Given text:
=======

2022-08-23 14:37:56

by Jeff Layton

[permalink] [raw]
Subject: Re: [PATCH] iversion: update comments with info about atime updates

On Tue, 2022-08-23 at 21:38 +1000, NeilBrown wrote:
> On Tue, 23 Aug 2022, Jeff Layton wrote:
> > So, we can refer to that and simply say:
> >
> > "If the function updates the mtime or ctime on the inode, then the
> > i_version should be incremented. If only the atime is being updated,
> > then the i_version should not be incremented. The exception to this rule
> > is explicit atime updates via utimes() or similar mechanism, which
> > should result in the i_version being incremented."
>
> Is that exception needed? utimes() updates ctime.
>
> https://man7.org/linux/man-pages/man2/utimes.2.html
>
> doesn't say that, but
>
> https://pubs.opengroup.org/onlinepubs/007904875/functions/utimes.html
>
> does, as does the code.
>

Oh, good point! I think we can leave that out. Even better!
--
Jeff Layton <[email protected]>


2022-08-23 22:28:12

by NeilBrown

[permalink] [raw]
Subject: Re: [PATCH] iversion: update comments with info about atime updates

On Tue, 23 Aug 2022, Jeff Layton wrote:
> On Tue, 2022-08-23 at 21:38 +1000, NeilBrown wrote:
> > On Tue, 23 Aug 2022, Jeff Layton wrote:
> > > So, we can refer to that and simply say:
> > >
> > > "If the function updates the mtime or ctime on the inode, then the
> > > i_version should be incremented. If only the atime is being updated,
> > > then the i_version should not be incremented. The exception to this rule
> > > is explicit atime updates via utimes() or similar mechanism, which
> > > should result in the i_version being incremented."
> >
> > Is that exception needed? utimes() updates ctime.

=======

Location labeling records

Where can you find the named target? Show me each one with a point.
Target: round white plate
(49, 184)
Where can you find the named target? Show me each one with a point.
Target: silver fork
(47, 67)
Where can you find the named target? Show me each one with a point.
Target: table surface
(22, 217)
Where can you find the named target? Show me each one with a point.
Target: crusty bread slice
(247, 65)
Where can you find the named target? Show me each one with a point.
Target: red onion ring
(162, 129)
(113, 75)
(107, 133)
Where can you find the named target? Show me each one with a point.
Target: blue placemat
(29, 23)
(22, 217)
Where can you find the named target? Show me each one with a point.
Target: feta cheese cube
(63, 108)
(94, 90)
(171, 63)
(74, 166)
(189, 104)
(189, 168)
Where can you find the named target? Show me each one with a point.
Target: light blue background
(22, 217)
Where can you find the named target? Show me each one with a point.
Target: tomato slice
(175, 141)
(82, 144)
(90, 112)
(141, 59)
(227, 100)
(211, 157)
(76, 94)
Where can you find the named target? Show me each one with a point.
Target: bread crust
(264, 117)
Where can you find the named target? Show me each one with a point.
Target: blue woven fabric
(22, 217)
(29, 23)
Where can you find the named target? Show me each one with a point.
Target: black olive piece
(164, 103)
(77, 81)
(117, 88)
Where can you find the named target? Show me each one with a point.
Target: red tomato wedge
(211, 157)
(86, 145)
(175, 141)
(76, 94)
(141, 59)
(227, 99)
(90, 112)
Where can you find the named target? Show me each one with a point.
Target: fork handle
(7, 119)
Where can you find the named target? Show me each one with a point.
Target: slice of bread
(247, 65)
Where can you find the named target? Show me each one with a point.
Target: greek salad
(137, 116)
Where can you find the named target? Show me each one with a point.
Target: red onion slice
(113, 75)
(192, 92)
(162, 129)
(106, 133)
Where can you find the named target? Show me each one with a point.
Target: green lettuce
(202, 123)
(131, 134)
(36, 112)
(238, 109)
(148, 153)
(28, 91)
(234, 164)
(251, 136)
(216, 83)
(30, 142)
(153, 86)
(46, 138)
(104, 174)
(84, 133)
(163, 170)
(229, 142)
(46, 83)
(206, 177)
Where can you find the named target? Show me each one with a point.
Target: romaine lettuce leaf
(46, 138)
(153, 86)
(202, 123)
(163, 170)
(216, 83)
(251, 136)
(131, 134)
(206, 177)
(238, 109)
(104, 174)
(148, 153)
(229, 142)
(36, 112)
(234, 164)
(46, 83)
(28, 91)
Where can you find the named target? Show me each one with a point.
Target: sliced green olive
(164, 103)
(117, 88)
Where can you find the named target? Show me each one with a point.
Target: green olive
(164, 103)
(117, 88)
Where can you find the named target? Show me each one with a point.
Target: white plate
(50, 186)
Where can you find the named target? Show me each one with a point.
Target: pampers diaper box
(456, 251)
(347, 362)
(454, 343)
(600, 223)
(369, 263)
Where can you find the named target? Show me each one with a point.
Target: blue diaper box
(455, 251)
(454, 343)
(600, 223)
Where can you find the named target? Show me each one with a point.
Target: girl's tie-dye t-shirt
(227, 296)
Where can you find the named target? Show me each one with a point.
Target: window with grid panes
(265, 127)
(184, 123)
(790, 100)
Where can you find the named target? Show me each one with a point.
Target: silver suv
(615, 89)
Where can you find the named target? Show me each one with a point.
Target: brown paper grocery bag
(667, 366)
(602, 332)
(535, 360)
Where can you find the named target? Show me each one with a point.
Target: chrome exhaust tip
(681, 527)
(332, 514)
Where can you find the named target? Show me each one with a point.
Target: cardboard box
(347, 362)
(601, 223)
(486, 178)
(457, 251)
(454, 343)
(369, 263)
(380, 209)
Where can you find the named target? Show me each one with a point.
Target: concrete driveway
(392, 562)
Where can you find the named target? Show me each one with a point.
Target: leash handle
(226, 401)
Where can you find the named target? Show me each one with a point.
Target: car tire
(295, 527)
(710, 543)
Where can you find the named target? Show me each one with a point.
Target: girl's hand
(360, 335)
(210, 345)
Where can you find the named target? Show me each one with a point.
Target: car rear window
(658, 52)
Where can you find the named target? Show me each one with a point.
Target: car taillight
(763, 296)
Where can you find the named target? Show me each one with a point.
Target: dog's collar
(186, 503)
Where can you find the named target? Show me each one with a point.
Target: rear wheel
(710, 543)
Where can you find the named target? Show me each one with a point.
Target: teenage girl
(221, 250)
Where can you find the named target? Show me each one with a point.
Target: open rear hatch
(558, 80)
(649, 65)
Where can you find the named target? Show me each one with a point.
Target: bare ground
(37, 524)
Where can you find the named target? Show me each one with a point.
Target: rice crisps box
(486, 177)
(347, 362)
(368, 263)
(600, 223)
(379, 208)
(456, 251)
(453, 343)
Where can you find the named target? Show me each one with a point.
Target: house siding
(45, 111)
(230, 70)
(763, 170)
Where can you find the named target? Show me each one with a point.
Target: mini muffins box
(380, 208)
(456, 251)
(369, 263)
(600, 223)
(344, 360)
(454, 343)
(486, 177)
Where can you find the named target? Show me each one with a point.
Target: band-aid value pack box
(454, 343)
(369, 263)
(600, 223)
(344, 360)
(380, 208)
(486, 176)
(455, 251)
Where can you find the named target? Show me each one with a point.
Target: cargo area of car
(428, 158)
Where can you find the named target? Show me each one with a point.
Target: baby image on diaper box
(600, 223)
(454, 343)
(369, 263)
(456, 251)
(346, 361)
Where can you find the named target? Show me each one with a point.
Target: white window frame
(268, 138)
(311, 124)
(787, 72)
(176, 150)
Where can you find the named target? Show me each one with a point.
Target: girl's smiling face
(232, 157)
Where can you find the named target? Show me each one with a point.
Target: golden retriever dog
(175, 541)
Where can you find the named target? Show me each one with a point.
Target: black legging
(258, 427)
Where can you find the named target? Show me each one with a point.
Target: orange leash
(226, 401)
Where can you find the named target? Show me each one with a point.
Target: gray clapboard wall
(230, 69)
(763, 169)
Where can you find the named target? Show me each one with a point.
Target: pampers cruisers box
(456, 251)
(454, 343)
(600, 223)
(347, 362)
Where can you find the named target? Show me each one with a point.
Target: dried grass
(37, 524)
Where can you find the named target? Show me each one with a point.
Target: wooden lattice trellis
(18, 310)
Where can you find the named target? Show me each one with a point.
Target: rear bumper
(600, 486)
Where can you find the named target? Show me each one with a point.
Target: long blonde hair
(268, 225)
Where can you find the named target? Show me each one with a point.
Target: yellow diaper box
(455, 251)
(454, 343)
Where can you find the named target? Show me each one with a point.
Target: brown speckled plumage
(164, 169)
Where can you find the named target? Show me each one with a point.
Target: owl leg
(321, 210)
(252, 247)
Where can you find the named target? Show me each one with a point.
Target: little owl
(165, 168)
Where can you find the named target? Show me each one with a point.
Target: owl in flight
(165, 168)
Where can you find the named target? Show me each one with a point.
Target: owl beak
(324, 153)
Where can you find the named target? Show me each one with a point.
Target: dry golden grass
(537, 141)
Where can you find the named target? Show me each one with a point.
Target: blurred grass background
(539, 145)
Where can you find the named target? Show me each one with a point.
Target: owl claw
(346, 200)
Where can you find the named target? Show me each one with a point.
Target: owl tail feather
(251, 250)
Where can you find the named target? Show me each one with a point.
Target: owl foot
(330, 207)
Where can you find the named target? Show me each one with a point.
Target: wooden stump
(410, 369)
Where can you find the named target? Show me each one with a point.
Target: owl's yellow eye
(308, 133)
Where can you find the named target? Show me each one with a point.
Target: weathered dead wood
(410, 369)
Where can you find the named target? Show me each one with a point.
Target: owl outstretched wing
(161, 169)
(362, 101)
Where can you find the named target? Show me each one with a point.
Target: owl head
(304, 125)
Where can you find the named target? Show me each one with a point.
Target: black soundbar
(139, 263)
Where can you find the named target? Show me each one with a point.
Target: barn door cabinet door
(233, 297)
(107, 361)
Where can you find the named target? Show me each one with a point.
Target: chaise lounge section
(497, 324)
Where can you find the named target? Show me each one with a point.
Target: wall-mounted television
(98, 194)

=======

Given task 1:
In the iversion patch thread, what reason does NeilBrown give for doubting that the utimes() exception is needed?
Given task 2:
List every inode timestamp that the proposed comment in the iversion patch thread names.
Given task 3:
Resume the iversion patch thread after its last line.

Expected answer 1:
utimes() updates ctime.

Expected answer 2:
mtime, ctime, atime

Expected answer 3:
> >
> > https://man7.org/linux/man-pages/man2/utimes.2.html
> >
> > doesn't say that, but
> >
> > https://pubs.opengroup.org/onlinepubs/007904875/functions/utimes.html
> >
> > does, as does the code.
> >
>
> Oh, good point! I think we can leave that out. Even better!

Further, implicit mtime updates (file_update_time()) also update ctime.
So all you need is
If the function updates the ctime, then i_version should be
incremented.

and I have to ask - why not just use the ctime? Why have another number
that is parallel?

Timestamps are updated at HZ (ktime_get_course) which is at most every
millisecond.
xfs stores nanosecond resolution, so about 20 bits are currently wasted.
We could put a counter like i_version in there that only increments
after it is viewed, then we can get all the precision we need but with
exactly ctime semantics.

The 64 change-id could comprise
35 bits of seconds (nearly a millenium)
16 bits of sub-seconds (just in case a higher precision time was wanted
one day)
13 bits of counter. - 8192 changes per tick

The value exposed in i_ctime would hide the counter and just show the
timestamp portion of what the filesystem stores. This would ensure we
never get changes on different files that happen in one order leaving
timestamps with the reversed order (the timestamps could be the same,
but that is expected).

This scheme could be made to handle a sustained update rate of 1
increment every 8 nanoseconds (if the counter were allowed to overflow
into unused bits of the sub-second field). This is one ever 24 CPU
cycles. Incrementing a counter and making it visible to all CPUs can
probably be done in 24 cycles. Accessing it and setting the "seen" flag
as well might just fit with faster memory. Getting any other useful
work done while maintaining that rate on a single file seems unlikely.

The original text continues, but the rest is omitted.